### Data provided ###
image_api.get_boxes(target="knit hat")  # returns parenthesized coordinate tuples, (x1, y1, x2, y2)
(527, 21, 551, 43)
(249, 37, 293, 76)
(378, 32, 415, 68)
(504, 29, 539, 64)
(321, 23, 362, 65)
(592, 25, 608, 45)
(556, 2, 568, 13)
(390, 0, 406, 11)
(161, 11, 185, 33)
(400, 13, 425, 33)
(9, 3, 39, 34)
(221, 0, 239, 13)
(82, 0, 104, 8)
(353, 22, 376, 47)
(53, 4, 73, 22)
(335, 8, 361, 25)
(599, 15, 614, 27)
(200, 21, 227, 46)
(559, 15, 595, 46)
###
Your response must consist of the entries, reproduced exactly.

Written answer.
image_api.get_boxes(target="knit hat")  # returns parenthesized coordinate tuples, (x1, y1, x2, y2)
(527, 21, 551, 43)
(249, 37, 293, 76)
(378, 32, 415, 68)
(504, 29, 539, 64)
(321, 23, 362, 65)
(592, 25, 608, 45)
(556, 2, 568, 13)
(390, 0, 406, 11)
(161, 11, 185, 33)
(400, 13, 425, 33)
(9, 3, 39, 34)
(221, 0, 239, 13)
(82, 0, 104, 8)
(353, 22, 376, 47)
(53, 4, 73, 22)
(335, 8, 361, 25)
(599, 15, 614, 27)
(200, 21, 227, 46)
(559, 15, 595, 46)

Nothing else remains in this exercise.